++++ SOURCE MATERIAL ++++

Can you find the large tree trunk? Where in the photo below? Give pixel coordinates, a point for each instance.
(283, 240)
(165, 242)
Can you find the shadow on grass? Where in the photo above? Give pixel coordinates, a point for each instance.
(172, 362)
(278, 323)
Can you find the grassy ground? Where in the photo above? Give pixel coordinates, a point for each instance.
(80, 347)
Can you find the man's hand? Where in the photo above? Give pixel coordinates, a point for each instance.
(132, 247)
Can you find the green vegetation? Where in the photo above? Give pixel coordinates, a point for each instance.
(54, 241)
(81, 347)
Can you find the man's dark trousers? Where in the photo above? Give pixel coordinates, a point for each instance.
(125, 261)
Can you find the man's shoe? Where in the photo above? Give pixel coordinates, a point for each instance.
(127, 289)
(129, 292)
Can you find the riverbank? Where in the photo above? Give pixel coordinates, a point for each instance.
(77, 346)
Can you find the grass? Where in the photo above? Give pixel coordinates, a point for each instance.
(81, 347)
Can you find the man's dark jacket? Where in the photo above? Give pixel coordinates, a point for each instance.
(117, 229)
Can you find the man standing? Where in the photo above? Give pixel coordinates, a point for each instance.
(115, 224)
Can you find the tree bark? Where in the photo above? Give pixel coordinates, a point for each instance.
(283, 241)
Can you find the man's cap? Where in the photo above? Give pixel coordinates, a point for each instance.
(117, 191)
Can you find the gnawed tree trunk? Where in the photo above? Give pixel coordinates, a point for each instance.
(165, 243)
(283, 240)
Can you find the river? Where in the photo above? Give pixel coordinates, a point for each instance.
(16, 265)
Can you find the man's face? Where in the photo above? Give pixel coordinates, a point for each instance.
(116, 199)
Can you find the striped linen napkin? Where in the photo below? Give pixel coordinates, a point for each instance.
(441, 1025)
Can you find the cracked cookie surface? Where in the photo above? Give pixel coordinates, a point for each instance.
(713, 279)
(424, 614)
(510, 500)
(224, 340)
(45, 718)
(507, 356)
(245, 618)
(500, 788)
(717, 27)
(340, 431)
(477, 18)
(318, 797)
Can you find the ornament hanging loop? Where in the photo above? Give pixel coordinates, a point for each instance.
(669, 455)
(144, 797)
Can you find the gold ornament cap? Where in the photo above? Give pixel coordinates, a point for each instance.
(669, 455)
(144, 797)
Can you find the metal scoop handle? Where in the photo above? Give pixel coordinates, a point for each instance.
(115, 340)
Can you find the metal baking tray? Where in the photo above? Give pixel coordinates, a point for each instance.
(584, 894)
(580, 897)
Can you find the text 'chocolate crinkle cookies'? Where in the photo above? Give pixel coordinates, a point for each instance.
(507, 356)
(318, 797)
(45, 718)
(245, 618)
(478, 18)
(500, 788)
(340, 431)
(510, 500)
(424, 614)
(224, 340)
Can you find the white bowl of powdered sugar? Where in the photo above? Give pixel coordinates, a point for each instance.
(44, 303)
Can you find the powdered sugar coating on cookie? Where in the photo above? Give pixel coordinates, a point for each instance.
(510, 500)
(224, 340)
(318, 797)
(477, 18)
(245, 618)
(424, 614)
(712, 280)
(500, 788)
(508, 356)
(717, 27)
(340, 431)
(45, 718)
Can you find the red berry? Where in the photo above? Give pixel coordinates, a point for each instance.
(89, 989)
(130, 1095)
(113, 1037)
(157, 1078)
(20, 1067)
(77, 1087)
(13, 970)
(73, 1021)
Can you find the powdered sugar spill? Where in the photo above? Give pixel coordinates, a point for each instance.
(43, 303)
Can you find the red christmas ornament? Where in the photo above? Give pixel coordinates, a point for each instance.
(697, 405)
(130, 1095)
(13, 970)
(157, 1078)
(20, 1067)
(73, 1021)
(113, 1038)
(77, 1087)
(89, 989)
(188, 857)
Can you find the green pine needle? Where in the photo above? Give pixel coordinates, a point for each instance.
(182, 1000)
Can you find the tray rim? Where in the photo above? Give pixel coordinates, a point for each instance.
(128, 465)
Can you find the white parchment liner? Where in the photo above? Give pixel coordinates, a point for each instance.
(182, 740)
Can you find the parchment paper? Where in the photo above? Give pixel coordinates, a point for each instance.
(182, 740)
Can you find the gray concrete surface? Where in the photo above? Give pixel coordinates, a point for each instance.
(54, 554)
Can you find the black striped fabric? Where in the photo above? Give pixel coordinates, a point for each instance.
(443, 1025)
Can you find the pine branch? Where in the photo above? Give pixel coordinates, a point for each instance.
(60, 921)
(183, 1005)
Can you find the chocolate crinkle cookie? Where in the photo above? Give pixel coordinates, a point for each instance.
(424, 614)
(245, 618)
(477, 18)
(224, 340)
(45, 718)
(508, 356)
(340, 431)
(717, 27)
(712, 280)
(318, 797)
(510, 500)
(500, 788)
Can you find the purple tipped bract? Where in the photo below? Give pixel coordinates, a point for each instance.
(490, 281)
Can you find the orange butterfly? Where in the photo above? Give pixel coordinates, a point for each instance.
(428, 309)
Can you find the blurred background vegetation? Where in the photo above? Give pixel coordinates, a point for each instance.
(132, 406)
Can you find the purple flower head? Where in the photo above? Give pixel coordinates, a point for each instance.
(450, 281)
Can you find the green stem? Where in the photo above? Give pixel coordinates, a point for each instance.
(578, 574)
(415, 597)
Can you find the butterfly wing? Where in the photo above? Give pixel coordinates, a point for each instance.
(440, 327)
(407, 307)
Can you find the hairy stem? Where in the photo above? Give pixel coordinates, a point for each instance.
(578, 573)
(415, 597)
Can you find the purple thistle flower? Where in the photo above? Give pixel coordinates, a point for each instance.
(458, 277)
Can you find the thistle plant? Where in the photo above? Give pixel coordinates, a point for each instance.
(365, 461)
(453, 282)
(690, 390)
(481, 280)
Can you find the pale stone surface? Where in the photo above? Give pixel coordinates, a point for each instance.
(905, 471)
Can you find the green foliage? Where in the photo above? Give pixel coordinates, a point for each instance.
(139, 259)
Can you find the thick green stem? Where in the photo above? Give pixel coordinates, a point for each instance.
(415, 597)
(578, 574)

++++

- PROBLEM DETAILS
Please transcribe the full listing exactly, down to the last line.

- TASK RESPONSE
Can you find the large tree trunk? Where in the photo below? Give pixel coordinates, a point for each instance.
(283, 240)
(165, 242)
Can you find the shadow on grass? Where in the photo above? Give pixel coordinates, a point for each instance.
(172, 362)
(278, 323)
Can you find the grassy ground? Where in the photo above? Give pixel coordinates, a point for each instance.
(80, 347)
Can you find the man's hand? Where in the photo above? Give pixel coordinates, a point for each instance.
(132, 247)
Can you find the green vegetation? Where in the photo above? Give pixel coordinates, a point for each instance.
(54, 241)
(81, 347)
Can you find the man's dark trousers? Where in the photo above? Give pixel coordinates, a point for each instance.
(125, 261)
Can you find the man's shoe? Where in the photo above? Give pixel coordinates, a point for each instance.
(127, 289)
(129, 292)
Can you find the riverbank? Where in the photo above? Give pixel coordinates, a point for each instance.
(77, 346)
Can you find the grass? Where in the photo above? Give pixel coordinates, a point for each instance.
(81, 347)
Can you find the man's dark jacket? Where in the photo above? Give pixel coordinates, a point for each instance.
(117, 229)
Can you find the man standing? Where in the photo above? Give pixel coordinates, a point for each instance.
(115, 224)
Can you find the tree bark? Where in the photo above? Give pixel coordinates, a point for each instance.
(283, 241)
Can you find the man's cap? Where in the photo above? Give pixel coordinates, a point for each instance.
(117, 191)
Can you find the gnawed tree trunk? Where in the photo above? Give pixel coordinates, a point for each instance.
(165, 243)
(283, 240)
Can you find the river? Where in the photo above? Give pixel coordinates, a point for each instance.
(16, 265)
Can you find the man's face? Where in the photo above? Give pixel coordinates, a point for each instance.
(116, 199)
Can you find the striped linen napkin? Where in the photo below? Give pixel coordinates, a point for each instance.
(441, 1025)
Can you find the cracked cookie surface? Where in the photo above? Give pixel coordinates, a point for each instance.
(713, 279)
(424, 614)
(510, 500)
(224, 340)
(45, 718)
(507, 356)
(245, 618)
(500, 788)
(717, 27)
(340, 431)
(477, 18)
(318, 797)
Can you find the ornament hanging loop? Where in the photo above? Give pixel coordinates, a point for each instance.
(669, 455)
(144, 797)
Can you find the gold ornament cap? Where in the photo above? Give pixel coordinates, a point for each instance.
(669, 455)
(144, 797)
Can you find the metal scoop handle? Where in the photo above? Give pixel coordinates, a point for each instance.
(115, 340)
Can you find the metal baking tray? Where in the photo above? Give pixel coordinates, a point for each instance.
(584, 894)
(580, 897)
Can you find the text 'chocolate crinkle cookies'? Where in the photo above? Give pixel coordinates, a point for each instance.
(507, 356)
(318, 797)
(45, 718)
(245, 618)
(478, 18)
(500, 788)
(340, 431)
(510, 500)
(424, 614)
(224, 340)
Can you find the white bowl of powdered sugar? Where in the photo above? Give pixel coordinates, a point for each instance.
(44, 303)
Can you find the powdered sugar coating on cookie? Where in the photo above? Give pixel coordinates, a point for each instance.
(510, 500)
(224, 340)
(318, 797)
(477, 18)
(245, 618)
(424, 614)
(712, 280)
(500, 788)
(508, 356)
(717, 27)
(340, 431)
(45, 718)
Can you find the red berry? Where in the photo above? Give pixel coordinates, a point for each instance.
(89, 989)
(130, 1095)
(113, 1037)
(157, 1078)
(20, 1067)
(77, 1087)
(13, 970)
(73, 1021)
Can you find the powdered sugar spill? Where in the photo above? Give pixel coordinates, a point for each instance.
(43, 303)
Can you find the red christmas ornament? Where in the photo above? Give pixel coordinates, a point for each instance.
(697, 405)
(130, 1095)
(13, 970)
(157, 1078)
(20, 1067)
(73, 1021)
(113, 1038)
(77, 1087)
(89, 989)
(188, 857)
Can you find the green pine needle? Where in the photo above? Give pixel coordinates, a point for each instance.
(182, 1000)
Can you find the tray rim? Where in the photo above? Give pixel coordinates, a point for each instance.
(128, 465)
Can you find the white parchment liner? Where in the photo above? Give pixel coordinates, a point for each instance.
(182, 740)
Can you find the parchment paper? Where in the photo above? Give pixel coordinates, a point for each instance.
(182, 740)
Can you find the gray concrete surface? Where in the photo above? Give pixel coordinates, a point for each instance.
(54, 554)
Can you find the black striped fabric? Where in the photo above? Give pixel coordinates, a point for each instance.
(443, 1025)
Can you find the pine branch? Where in the photo above? Give pixel coordinates, a point for each instance.
(60, 921)
(183, 1005)
Can you find the chocolate crinkle cookie? Where in the photo above? Give pixel coordinates, a point for each instance.
(424, 614)
(245, 618)
(477, 18)
(224, 340)
(45, 718)
(508, 356)
(340, 431)
(717, 27)
(712, 280)
(318, 797)
(510, 500)
(500, 788)
Can you find the purple tipped bract? Where in the photo below? Give pixel coordinates, a point for each instance.
(490, 281)
Can you find the orange butterfly? Where in the photo above? Give pixel coordinates, a point for each instance.
(428, 309)
Can you find the blurred background vegetation? Where in the photo above? Give pixel coordinates, a point for each instance.
(132, 406)
Can you find the purple flower head? Where in the photo above? Give pixel coordinates, a point for each instance.
(450, 281)
Can you find the green stem? Where in the photo above? Give pixel coordinates, a point for each instance.
(578, 574)
(415, 597)
Can you find the butterfly wing? Where in the photo above? Give pixel coordinates, a point for each instance.
(440, 327)
(407, 307)
Can you find the hairy stem? Where in the photo above? Give pixel coordinates, a point for each instance.
(578, 573)
(415, 597)
Can you find the purple thistle flower? Where in the photo above? Give pixel coordinates, a point for each instance.
(458, 277)
Can you find the thistle plant? Where in the photo above? Give pixel coordinates, a point for each instance.
(365, 461)
(453, 282)
(690, 390)
(481, 280)
Can you find the pale stone surface? Where in the photo above? Give pixel coordinates, a point for each instance.
(905, 471)
Can you find the green foliage? Where in the photo above? Give pixel coordinates, a point for each instance.
(139, 259)
Can you find the thick green stem? Where in the photo above? Give pixel coordinates, a point for each instance.
(415, 597)
(578, 574)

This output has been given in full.